→ Required work
Retype every line of text in the items below word for word, leaving out the pictures.

→ Records for the task
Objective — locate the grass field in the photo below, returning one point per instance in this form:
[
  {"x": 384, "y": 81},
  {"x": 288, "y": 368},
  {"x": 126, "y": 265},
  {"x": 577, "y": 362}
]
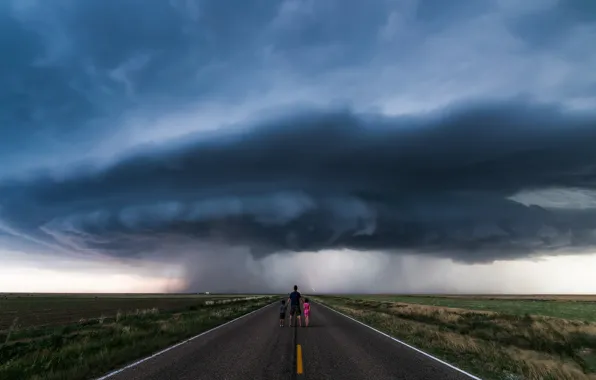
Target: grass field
[
  {"x": 493, "y": 337},
  {"x": 568, "y": 307},
  {"x": 84, "y": 336},
  {"x": 26, "y": 310}
]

→ Exercise response
Objective — locate the grass field in the photo below, returning one point per instance in this form:
[
  {"x": 384, "y": 81},
  {"x": 288, "y": 368},
  {"x": 126, "y": 265},
  {"x": 577, "y": 362}
]
Target: grass field
[
  {"x": 493, "y": 337},
  {"x": 568, "y": 307},
  {"x": 84, "y": 336},
  {"x": 26, "y": 310}
]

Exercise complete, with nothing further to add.